◆ Available records
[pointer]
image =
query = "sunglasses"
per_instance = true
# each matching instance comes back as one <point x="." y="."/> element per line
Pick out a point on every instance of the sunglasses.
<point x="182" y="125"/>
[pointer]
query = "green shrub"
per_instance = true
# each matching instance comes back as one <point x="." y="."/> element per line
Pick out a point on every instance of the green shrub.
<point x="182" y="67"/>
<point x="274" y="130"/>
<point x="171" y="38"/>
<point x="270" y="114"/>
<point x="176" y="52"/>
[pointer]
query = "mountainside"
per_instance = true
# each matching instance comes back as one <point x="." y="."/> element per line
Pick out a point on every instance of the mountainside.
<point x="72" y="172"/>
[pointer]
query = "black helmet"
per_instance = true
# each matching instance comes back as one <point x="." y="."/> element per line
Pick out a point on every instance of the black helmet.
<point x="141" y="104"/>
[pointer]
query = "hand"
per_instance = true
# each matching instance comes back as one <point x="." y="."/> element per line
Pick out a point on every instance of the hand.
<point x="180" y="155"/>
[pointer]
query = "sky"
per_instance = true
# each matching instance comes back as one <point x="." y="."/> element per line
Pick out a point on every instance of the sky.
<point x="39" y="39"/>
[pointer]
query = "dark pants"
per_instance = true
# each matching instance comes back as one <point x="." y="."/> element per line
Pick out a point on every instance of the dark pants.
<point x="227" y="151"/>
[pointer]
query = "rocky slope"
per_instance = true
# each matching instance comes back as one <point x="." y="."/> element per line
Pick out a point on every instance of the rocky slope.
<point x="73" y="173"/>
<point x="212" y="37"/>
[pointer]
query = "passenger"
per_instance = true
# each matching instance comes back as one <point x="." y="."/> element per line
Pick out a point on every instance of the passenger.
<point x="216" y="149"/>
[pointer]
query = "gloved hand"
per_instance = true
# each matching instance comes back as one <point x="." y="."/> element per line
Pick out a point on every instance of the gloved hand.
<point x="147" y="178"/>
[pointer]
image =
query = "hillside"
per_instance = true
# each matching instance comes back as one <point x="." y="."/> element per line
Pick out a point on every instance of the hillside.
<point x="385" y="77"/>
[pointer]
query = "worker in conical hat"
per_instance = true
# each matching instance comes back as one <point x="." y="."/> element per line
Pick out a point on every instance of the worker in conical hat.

◆ Required work
Word for word, transcribe each record.

◆ Response area
[pointer]
image =
query = "sunglasses"
per_instance = true
# each matching instance comes back as one <point x="." y="."/> element per line
Pick out a point on every instance of the sunglasses.
<point x="182" y="125"/>
[pointer]
query = "green shrub"
per_instance = true
# each matching instance comes back as one <point x="." y="."/> element per line
Pick out a point on every instance of the green shrub.
<point x="182" y="67"/>
<point x="274" y="130"/>
<point x="171" y="38"/>
<point x="270" y="114"/>
<point x="176" y="52"/>
[pointer]
query = "mountainside"
per_instance = true
# each matching instance comes back as one <point x="." y="."/> element per line
Pick out a point on every instance of the mountainside.
<point x="72" y="172"/>
[pointer]
query = "black helmet"
per_instance = true
# each matching instance comes back as one <point x="." y="."/> element per line
Pick out a point on every instance of the black helmet.
<point x="141" y="104"/>
[pointer]
query = "hand"
per_instance = true
# each matching instance comes back as one <point x="." y="."/> element per line
Pick out a point on every instance of the hand.
<point x="180" y="155"/>
[pointer]
query = "sky"
per_instance = true
# each matching instance comes back as one <point x="." y="."/> element per line
Pick out a point on every instance of the sky.
<point x="39" y="39"/>
[pointer]
query = "dark pants"
per_instance = true
# each matching instance comes back as one <point x="." y="."/> element per line
Pick out a point on every instance of the dark pants.
<point x="227" y="151"/>
[pointer]
query = "rocky slope"
per_instance = true
# each matching instance comes back as one <point x="." y="."/> element per line
Pick out a point on every instance of the rocky slope.
<point x="73" y="173"/>
<point x="212" y="37"/>
[pointer]
query = "passenger"
per_instance = true
# each matching instance comes back as one <point x="." y="."/> element per line
Pick out a point on every instance of the passenger.
<point x="216" y="149"/>
[pointer]
query = "gloved hand"
per_instance = true
# each matching instance comes back as one <point x="." y="."/> element per line
Pick out a point on every instance of the gloved hand.
<point x="147" y="178"/>
[pointer]
image =
query = "hillside"
per_instance = true
# each matching instance comes back as one <point x="." y="."/> element per line
Pick out a point on every instance of the hillside.
<point x="385" y="77"/>
[pointer]
query = "worker in conical hat"
per_instance = true
# each matching instance comes back as one <point x="." y="."/> element per line
Pick out a point on every instance of the worker in conical hat.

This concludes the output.